Activity> Look for "shadow" in the material below and show each line that contains it.
*** Data provided Section Begins ***
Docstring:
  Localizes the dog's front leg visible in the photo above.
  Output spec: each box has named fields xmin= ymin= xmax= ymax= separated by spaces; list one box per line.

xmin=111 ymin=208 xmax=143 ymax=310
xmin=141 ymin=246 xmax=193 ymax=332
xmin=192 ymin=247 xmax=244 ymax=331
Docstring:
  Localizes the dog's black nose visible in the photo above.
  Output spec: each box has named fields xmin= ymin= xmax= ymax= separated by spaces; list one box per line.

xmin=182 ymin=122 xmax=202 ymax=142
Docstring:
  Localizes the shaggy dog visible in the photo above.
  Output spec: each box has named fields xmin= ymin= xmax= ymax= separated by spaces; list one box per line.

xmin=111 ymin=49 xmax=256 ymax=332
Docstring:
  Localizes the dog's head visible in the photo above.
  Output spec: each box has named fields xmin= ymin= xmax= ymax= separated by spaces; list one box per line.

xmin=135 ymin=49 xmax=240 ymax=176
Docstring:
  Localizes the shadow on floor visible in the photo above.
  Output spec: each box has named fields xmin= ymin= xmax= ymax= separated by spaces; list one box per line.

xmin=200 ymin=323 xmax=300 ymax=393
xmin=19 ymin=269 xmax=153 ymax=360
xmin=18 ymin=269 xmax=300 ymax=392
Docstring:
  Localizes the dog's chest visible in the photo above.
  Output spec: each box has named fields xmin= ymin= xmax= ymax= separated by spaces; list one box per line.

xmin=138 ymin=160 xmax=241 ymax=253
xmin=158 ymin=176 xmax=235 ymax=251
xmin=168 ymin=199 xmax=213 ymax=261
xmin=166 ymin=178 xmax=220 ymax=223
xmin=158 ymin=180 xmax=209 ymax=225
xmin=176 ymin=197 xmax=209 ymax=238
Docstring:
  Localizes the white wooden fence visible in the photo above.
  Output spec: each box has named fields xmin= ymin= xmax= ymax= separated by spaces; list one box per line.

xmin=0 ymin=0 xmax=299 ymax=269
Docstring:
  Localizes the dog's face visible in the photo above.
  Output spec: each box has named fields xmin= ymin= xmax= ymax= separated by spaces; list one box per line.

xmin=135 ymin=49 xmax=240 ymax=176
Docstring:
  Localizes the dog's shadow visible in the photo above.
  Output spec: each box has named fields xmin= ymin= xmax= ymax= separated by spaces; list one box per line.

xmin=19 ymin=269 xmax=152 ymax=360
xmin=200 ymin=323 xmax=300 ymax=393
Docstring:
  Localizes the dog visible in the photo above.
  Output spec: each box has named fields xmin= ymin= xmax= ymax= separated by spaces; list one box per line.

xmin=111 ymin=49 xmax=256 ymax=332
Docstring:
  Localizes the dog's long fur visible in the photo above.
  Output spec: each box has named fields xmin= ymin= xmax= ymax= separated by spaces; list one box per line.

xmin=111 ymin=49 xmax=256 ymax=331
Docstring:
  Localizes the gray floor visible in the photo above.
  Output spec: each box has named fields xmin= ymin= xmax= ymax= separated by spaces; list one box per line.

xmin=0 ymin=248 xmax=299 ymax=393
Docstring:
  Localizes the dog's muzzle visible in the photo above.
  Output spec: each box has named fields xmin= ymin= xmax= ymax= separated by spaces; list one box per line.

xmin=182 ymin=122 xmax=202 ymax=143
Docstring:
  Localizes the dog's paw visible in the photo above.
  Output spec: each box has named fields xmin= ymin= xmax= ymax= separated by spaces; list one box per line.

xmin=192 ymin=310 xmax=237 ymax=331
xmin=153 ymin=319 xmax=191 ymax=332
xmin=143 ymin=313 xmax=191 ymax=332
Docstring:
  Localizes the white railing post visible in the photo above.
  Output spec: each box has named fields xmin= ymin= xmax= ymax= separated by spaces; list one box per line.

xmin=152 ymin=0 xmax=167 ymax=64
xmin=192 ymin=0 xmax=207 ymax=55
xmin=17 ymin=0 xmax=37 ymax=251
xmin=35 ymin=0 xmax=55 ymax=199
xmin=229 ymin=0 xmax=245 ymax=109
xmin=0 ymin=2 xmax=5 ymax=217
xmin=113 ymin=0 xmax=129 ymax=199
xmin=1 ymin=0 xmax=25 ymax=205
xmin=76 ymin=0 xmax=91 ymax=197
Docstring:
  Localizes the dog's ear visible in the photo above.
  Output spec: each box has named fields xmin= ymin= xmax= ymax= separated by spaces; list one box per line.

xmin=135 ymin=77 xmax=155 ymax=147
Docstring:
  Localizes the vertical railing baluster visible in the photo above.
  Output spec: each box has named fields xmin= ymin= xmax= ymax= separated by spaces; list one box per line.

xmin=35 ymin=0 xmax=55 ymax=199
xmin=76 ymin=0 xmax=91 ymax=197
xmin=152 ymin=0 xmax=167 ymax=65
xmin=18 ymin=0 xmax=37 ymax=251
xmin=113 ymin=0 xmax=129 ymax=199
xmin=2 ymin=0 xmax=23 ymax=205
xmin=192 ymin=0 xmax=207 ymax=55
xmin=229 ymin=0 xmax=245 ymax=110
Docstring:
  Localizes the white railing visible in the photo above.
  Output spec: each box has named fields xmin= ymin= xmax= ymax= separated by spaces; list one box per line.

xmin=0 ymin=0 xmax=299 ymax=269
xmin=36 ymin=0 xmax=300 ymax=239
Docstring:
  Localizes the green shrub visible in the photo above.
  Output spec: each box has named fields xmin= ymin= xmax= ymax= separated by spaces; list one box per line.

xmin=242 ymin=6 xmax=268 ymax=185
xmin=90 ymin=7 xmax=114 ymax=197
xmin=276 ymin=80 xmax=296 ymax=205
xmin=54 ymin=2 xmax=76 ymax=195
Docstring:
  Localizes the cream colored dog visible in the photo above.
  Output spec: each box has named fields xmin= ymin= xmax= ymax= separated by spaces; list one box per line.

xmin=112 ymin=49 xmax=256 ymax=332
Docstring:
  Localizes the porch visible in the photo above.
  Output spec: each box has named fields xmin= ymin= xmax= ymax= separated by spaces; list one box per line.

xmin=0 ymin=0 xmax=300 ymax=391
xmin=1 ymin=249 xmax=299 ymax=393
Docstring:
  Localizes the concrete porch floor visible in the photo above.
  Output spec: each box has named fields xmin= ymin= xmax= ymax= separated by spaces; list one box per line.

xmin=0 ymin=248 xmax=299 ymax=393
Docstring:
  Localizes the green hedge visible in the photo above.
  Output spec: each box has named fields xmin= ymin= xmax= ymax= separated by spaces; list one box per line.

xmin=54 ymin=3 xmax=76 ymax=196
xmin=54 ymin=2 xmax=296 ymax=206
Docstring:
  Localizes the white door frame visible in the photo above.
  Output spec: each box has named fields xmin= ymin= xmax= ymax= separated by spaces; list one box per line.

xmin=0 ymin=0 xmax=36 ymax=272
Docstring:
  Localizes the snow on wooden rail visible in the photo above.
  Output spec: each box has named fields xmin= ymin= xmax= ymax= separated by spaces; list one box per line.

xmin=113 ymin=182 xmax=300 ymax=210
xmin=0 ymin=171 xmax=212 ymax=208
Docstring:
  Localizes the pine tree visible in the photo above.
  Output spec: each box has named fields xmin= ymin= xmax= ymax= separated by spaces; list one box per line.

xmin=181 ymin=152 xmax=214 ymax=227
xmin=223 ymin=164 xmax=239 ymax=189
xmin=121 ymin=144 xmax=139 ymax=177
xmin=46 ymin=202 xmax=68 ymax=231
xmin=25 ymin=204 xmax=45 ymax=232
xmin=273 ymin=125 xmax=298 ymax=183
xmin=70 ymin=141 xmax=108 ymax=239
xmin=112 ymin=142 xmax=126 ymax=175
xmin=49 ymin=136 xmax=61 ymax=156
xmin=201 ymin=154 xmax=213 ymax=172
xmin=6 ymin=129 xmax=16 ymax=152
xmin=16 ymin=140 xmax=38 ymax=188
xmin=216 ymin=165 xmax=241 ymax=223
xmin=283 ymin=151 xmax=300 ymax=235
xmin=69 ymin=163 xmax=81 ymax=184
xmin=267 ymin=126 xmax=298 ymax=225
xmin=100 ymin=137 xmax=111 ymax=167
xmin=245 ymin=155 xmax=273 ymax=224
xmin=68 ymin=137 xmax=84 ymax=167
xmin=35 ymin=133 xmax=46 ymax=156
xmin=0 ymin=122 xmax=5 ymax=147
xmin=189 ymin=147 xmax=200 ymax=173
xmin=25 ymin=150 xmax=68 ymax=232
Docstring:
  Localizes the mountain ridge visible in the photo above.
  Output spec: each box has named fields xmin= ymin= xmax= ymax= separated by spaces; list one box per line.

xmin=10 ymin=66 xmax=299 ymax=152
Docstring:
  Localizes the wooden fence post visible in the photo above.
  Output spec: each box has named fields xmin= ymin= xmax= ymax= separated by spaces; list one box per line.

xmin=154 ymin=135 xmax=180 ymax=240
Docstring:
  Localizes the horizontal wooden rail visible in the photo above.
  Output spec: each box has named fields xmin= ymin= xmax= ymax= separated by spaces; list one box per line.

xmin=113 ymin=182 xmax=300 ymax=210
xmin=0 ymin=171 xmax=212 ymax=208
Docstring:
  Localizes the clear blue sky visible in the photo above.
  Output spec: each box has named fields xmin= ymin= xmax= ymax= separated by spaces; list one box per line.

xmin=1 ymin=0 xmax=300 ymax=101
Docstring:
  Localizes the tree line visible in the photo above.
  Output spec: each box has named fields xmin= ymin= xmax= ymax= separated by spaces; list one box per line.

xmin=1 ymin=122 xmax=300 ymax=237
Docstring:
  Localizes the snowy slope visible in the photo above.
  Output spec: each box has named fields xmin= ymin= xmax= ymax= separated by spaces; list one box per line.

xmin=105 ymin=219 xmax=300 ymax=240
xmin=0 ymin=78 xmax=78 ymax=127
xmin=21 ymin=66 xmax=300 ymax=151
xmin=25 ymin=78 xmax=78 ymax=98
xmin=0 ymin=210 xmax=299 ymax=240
*** Data provided Section Ends ***
Result of this exercise>
  Localizes the shadow on floor visible in the photo above.
  Localizes the dog's shadow visible in the photo above.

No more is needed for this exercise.